The problem
Report every line below that carries the word "suit".

Available data
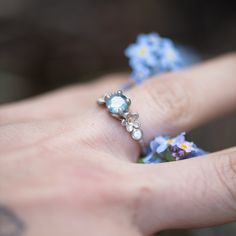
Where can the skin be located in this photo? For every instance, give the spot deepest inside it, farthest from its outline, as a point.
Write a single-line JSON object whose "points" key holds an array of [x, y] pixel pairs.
{"points": [[67, 168]]}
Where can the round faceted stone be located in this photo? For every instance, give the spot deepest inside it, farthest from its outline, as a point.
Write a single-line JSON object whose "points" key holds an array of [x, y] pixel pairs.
{"points": [[116, 103], [137, 134]]}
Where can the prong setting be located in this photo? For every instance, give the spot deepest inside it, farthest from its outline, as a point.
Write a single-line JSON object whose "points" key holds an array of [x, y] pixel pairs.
{"points": [[118, 106]]}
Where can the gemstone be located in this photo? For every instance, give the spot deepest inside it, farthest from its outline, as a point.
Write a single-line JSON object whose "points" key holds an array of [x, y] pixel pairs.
{"points": [[137, 134], [116, 103]]}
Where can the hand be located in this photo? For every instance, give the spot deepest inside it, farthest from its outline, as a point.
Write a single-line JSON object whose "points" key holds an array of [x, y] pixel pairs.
{"points": [[67, 167]]}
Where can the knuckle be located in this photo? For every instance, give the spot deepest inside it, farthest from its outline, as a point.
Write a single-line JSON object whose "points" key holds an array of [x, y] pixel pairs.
{"points": [[225, 167], [171, 99]]}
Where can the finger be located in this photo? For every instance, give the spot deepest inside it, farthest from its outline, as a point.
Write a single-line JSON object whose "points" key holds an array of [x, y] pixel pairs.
{"points": [[20, 135], [198, 192], [61, 103], [169, 104], [177, 102]]}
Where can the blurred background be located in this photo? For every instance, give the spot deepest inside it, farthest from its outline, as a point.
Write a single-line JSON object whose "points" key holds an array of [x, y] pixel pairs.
{"points": [[46, 44]]}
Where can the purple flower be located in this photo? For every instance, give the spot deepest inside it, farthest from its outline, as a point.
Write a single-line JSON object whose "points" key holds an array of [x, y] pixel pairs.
{"points": [[164, 148]]}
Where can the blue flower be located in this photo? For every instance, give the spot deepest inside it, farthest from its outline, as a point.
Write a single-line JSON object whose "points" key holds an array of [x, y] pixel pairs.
{"points": [[151, 55], [141, 52], [140, 74]]}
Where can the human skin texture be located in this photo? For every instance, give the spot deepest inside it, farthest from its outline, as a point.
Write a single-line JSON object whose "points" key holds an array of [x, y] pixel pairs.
{"points": [[68, 168]]}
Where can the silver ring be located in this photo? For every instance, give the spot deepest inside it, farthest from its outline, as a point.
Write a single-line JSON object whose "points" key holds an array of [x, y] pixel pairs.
{"points": [[118, 106]]}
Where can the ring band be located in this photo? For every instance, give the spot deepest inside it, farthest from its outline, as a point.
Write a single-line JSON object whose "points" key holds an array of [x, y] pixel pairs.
{"points": [[118, 106]]}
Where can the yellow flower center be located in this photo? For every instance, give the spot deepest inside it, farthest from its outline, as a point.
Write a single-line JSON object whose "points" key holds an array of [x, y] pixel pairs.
{"points": [[184, 146], [170, 141], [170, 55]]}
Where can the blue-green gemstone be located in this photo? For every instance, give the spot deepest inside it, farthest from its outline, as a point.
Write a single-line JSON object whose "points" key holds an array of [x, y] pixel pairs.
{"points": [[117, 102]]}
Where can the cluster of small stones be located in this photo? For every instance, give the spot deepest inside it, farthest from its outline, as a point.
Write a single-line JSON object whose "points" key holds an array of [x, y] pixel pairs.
{"points": [[118, 105]]}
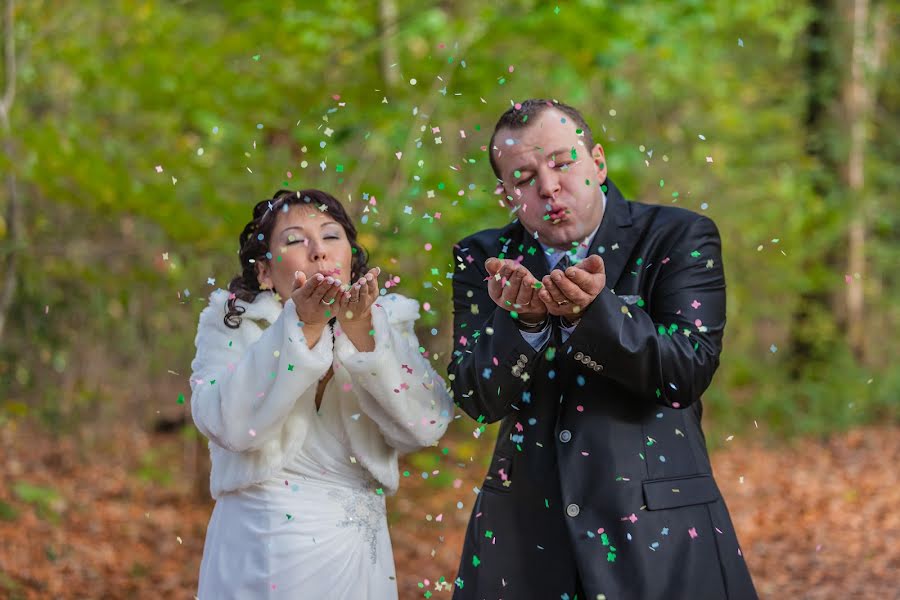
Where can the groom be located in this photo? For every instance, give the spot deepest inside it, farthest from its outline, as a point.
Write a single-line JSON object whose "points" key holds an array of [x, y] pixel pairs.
{"points": [[590, 326]]}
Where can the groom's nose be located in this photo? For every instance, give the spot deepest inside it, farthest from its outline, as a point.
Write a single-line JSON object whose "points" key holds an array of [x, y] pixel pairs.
{"points": [[548, 184]]}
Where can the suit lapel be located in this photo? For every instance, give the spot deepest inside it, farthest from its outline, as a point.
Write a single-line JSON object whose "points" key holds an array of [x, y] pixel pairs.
{"points": [[616, 238]]}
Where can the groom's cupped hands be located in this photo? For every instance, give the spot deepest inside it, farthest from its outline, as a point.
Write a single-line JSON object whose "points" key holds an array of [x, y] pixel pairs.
{"points": [[513, 288], [564, 294]]}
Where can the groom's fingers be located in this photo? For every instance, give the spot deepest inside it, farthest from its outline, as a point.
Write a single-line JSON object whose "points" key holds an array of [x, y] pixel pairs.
{"points": [[588, 282], [511, 290], [592, 264]]}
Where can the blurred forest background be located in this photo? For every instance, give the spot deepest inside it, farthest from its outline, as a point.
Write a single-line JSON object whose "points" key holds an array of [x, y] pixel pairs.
{"points": [[137, 135]]}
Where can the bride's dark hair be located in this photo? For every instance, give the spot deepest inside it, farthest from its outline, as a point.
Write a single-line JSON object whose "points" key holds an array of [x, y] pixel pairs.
{"points": [[254, 243]]}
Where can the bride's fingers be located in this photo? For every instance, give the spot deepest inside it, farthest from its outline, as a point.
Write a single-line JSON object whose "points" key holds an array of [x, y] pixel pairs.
{"points": [[299, 280]]}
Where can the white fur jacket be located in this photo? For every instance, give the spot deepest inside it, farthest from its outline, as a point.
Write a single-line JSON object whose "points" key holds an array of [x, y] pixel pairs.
{"points": [[253, 389]]}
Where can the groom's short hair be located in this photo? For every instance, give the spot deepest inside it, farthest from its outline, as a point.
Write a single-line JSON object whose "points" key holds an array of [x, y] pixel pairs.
{"points": [[518, 118]]}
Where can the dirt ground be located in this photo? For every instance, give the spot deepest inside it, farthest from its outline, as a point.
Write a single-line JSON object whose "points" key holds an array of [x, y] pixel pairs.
{"points": [[816, 518]]}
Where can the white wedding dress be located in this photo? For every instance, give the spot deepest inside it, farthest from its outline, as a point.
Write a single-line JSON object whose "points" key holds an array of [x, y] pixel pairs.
{"points": [[316, 530]]}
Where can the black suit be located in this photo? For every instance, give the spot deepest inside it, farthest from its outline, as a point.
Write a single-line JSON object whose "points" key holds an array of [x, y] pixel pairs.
{"points": [[600, 475]]}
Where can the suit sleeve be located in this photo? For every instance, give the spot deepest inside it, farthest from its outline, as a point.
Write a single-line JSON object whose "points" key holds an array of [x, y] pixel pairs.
{"points": [[492, 365], [669, 354]]}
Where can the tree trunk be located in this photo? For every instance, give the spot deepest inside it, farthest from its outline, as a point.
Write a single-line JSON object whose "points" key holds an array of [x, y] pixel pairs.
{"points": [[815, 301], [14, 218], [865, 58], [387, 15]]}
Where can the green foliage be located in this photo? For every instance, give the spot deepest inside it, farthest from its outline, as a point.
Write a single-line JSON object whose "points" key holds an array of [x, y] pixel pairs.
{"points": [[45, 500], [235, 100]]}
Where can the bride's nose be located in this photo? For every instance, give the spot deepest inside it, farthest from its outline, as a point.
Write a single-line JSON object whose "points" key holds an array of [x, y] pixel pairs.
{"points": [[316, 251]]}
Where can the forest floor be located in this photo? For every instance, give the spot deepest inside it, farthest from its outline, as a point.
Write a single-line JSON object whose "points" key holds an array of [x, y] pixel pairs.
{"points": [[116, 516]]}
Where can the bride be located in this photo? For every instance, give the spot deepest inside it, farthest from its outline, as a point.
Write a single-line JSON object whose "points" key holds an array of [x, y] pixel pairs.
{"points": [[308, 388]]}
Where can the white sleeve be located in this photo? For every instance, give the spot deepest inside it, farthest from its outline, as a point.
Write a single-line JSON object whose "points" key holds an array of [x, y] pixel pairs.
{"points": [[242, 395], [395, 385]]}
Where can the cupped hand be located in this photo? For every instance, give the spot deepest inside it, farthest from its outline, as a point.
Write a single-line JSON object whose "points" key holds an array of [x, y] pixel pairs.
{"points": [[314, 297], [513, 288], [567, 294], [355, 303]]}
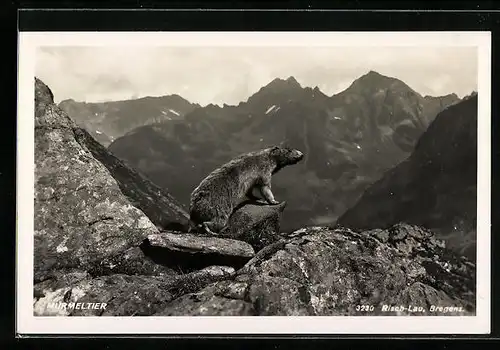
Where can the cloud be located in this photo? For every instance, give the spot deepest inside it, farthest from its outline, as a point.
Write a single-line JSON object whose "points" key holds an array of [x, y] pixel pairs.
{"points": [[231, 74]]}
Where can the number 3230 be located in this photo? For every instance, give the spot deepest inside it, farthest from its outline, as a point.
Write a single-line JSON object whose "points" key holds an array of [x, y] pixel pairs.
{"points": [[365, 308]]}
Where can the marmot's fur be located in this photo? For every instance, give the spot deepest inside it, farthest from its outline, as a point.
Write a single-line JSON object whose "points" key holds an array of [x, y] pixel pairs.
{"points": [[215, 198]]}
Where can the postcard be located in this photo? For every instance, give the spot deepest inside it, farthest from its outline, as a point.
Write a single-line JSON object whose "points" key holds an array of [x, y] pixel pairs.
{"points": [[253, 183]]}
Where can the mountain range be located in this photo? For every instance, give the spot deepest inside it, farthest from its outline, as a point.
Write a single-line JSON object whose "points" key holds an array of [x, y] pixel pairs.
{"points": [[349, 139], [435, 187]]}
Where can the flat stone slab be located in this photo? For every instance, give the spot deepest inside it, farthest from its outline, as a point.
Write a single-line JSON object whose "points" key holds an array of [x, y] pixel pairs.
{"points": [[195, 244]]}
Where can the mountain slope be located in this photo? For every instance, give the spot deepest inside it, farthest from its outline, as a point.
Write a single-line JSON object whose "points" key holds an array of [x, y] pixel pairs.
{"points": [[349, 140], [435, 187], [106, 121]]}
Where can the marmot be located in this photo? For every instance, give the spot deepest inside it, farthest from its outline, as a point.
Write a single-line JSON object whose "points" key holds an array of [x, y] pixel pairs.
{"points": [[215, 198]]}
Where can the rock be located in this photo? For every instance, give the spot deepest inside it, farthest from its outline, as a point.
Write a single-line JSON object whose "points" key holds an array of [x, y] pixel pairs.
{"points": [[325, 271], [160, 207], [118, 294], [82, 218], [255, 223], [188, 252]]}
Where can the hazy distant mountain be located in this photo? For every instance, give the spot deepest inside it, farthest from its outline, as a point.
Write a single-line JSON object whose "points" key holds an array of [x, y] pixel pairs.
{"points": [[106, 121], [436, 187], [349, 140]]}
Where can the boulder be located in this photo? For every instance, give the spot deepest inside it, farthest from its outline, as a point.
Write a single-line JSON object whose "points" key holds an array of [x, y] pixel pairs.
{"points": [[331, 271], [188, 252], [81, 217], [118, 294], [256, 223]]}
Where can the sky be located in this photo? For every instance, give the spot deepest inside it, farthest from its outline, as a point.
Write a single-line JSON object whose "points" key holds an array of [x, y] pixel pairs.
{"points": [[230, 75]]}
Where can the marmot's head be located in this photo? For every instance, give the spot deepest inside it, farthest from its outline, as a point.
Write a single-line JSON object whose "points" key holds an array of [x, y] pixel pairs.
{"points": [[285, 155]]}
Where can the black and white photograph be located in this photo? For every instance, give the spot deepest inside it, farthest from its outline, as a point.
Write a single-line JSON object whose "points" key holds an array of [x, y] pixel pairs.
{"points": [[170, 175]]}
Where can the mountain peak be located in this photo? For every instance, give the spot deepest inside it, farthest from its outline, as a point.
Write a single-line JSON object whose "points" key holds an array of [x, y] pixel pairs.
{"points": [[288, 82]]}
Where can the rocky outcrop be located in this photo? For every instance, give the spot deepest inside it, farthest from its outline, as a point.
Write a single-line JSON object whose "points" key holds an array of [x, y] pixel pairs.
{"points": [[186, 252], [327, 272], [256, 223], [435, 187], [81, 216], [118, 294]]}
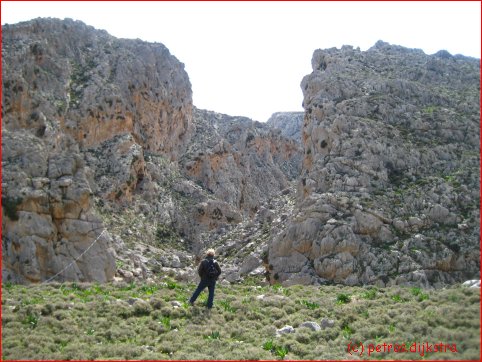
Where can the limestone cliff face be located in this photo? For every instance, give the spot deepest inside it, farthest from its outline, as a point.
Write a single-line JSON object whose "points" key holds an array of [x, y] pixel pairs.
{"points": [[94, 86], [99, 133], [290, 124], [240, 161], [389, 190], [79, 109]]}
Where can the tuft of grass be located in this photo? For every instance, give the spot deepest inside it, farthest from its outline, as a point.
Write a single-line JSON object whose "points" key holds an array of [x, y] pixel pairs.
{"points": [[213, 335], [88, 321], [370, 294], [310, 305], [275, 349]]}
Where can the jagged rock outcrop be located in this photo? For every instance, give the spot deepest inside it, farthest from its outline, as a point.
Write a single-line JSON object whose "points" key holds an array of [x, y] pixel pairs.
{"points": [[99, 133], [389, 191], [240, 161], [79, 109], [290, 124]]}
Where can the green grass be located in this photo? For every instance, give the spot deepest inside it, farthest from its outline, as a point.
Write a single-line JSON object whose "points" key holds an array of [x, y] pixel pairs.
{"points": [[139, 321]]}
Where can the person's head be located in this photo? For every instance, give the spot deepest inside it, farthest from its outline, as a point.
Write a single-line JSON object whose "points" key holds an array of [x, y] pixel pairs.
{"points": [[210, 252]]}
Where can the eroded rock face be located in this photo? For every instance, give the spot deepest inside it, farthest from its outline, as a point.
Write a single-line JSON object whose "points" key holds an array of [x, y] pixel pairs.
{"points": [[79, 110], [98, 133], [290, 124], [93, 86], [389, 190], [242, 162]]}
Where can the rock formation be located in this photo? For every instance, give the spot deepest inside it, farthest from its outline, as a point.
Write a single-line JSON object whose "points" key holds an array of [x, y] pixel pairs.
{"points": [[109, 171], [71, 92], [290, 124], [99, 133], [389, 191]]}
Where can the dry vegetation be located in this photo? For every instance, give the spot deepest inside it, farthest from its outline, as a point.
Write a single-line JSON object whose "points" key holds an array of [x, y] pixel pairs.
{"points": [[154, 321]]}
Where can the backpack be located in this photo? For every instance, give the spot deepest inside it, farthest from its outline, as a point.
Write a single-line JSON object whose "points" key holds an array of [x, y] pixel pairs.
{"points": [[211, 271]]}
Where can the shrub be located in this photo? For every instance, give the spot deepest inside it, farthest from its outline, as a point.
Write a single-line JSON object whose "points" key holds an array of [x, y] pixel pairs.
{"points": [[370, 294], [343, 298]]}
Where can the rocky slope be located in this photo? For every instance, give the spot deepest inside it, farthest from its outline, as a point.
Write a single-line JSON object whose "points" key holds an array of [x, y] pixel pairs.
{"points": [[109, 171], [100, 133], [290, 124], [389, 191]]}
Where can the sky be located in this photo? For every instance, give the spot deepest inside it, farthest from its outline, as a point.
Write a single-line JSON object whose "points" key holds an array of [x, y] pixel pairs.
{"points": [[248, 58]]}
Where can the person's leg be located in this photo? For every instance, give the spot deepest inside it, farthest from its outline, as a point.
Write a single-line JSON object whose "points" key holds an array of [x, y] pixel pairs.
{"points": [[211, 287], [198, 291]]}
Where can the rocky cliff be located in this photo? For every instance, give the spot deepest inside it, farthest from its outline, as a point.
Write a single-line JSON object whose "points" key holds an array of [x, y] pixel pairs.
{"points": [[290, 124], [109, 171], [389, 191], [71, 92], [100, 134]]}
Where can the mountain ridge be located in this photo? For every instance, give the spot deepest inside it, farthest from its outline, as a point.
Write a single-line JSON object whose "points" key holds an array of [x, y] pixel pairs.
{"points": [[101, 133]]}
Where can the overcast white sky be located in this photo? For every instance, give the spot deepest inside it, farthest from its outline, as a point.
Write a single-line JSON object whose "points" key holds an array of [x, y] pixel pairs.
{"points": [[248, 58]]}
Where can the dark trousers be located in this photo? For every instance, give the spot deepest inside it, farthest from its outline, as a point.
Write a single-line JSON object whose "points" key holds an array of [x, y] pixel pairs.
{"points": [[211, 285]]}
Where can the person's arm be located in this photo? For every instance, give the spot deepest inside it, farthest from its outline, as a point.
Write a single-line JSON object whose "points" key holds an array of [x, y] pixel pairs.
{"points": [[200, 269]]}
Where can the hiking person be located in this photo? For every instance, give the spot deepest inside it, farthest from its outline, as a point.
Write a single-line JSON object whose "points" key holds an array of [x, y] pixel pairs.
{"points": [[209, 272]]}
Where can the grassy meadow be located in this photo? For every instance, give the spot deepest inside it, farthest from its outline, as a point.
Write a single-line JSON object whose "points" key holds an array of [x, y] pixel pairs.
{"points": [[154, 321]]}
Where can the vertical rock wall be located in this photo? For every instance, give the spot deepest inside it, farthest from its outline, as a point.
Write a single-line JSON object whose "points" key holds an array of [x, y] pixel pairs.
{"points": [[389, 190]]}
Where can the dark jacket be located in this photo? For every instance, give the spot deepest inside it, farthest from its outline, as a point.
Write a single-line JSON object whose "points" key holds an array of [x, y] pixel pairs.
{"points": [[203, 268]]}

Answer box
Where can the suit lapel be located in this photo? For every instance, give the spot deepest inside it, farthest from its outline, as a point.
Where can the black suit be located in this photo? For every instance, give the spot deepest inside it, farthest from its outline, as a point.
Where can the suit sleeve be located in this photo? For every instance, give the spot deepest inside it, farthest from its outline, as a point.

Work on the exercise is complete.